## Exercise requirements
Output the data as a two-column CSV with the columns "text" and "answer," giving one row to each text and the answer that follows it, with every field in double quotes and any line breaks replaced by spaces. Begin at the line that has "Exercise. Identify the red tile" and stop at the end of the data.

-- begin Data provided --

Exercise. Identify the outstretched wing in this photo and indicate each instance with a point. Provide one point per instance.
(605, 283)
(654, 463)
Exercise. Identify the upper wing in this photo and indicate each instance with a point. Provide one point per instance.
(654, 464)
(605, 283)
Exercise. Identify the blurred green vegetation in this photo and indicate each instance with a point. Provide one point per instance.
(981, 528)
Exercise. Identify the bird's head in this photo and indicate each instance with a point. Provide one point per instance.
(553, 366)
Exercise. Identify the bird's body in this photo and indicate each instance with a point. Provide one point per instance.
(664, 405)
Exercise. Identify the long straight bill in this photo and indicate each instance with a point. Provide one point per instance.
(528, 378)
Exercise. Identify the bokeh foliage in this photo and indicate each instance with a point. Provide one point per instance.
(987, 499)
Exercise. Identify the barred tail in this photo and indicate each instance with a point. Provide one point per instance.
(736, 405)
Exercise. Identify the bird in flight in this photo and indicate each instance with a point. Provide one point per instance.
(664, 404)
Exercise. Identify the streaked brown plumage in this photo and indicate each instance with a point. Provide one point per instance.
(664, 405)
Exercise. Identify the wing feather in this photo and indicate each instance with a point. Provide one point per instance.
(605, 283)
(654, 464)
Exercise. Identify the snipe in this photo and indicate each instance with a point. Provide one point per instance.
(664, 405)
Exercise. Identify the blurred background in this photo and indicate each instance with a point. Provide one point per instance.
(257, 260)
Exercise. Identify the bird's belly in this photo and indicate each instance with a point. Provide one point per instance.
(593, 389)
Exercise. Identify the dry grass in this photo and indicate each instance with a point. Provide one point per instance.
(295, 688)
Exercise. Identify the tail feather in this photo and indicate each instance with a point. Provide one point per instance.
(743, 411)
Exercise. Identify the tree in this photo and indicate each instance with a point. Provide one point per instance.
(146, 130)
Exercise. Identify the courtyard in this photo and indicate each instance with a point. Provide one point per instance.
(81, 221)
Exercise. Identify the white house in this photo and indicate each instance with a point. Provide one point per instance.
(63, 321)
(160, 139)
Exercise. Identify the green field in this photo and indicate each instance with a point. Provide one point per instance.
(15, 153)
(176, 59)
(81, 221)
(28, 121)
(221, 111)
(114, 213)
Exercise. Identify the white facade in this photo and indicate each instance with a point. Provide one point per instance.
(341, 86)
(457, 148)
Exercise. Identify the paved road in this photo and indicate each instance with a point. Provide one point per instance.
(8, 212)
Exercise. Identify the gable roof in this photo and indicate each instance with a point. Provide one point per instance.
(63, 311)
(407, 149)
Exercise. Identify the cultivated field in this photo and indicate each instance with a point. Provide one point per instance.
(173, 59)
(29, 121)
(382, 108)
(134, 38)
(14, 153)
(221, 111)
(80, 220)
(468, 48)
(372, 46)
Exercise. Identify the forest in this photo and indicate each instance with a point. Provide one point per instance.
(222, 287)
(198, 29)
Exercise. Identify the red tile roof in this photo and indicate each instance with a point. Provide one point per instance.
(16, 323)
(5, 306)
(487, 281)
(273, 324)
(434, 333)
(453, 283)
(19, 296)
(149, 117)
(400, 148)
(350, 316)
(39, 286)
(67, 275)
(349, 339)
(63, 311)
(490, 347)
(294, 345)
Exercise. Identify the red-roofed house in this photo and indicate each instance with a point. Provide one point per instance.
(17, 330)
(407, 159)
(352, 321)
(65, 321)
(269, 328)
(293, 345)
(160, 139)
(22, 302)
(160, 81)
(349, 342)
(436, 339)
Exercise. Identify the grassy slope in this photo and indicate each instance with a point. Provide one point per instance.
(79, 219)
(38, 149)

-- end Data provided --

## Reply
text,answer
"Exercise. Identify the red tile roof in this photo and indicate each instance with a point. Provide one point per instance.","(16, 323) (5, 306) (487, 281) (273, 324) (434, 333) (453, 283) (19, 296) (149, 117) (400, 148) (350, 316) (39, 286) (67, 275) (349, 339) (63, 311) (490, 347) (294, 345)"
"Exercise. Identify the red-roofed house in this photo and indicate each instance with a point. Provide one point per instance.","(17, 330) (407, 159) (352, 321) (65, 321) (269, 328) (293, 345) (160, 139) (22, 302) (160, 81) (349, 342) (436, 339)"
"Exercise. Identify the grassy slope in this photo and indicate each instance with a point. Provide one point per instance.","(79, 219) (38, 149)"